Named-object pointing records
= = = = =
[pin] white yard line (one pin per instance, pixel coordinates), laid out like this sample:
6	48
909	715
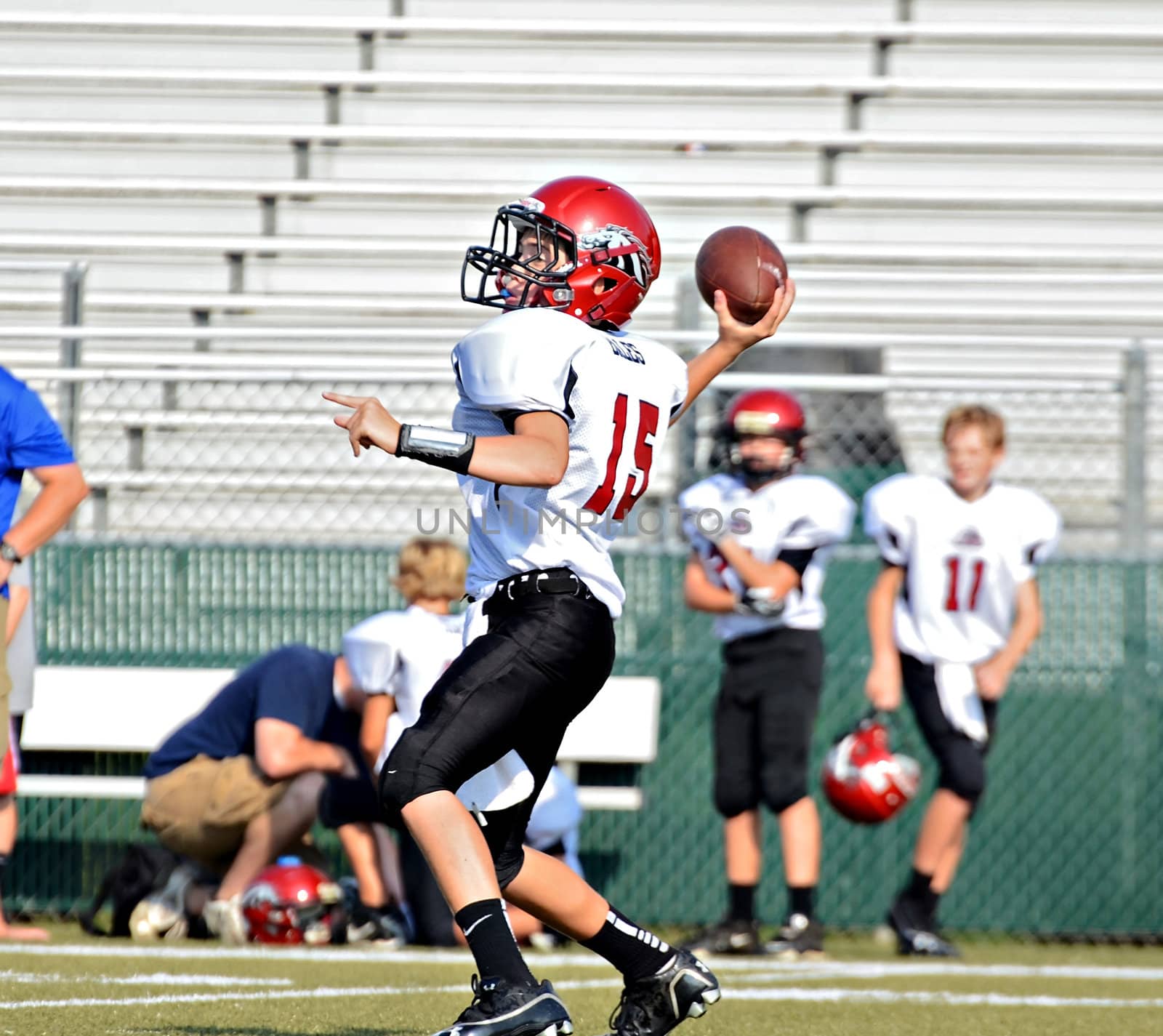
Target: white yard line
323	993
753	968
= = = = =
-- Challenge --
Put every line of the material above into a Markdown table with the columns Row and Line, numbering the rows and skipping blank lines. Leave the pictures out of the answer.

-- Complete answer --
| Row | Line |
|---|---|
| 1 | [pin] white yard line (one pin per instance, pixel coordinates), laid out like this sample: |
| 2 | 6	48 |
| 3 | 909	715 |
| 4 | Target: white yard line |
| 5 | 323	993 |
| 6 | 753	968 |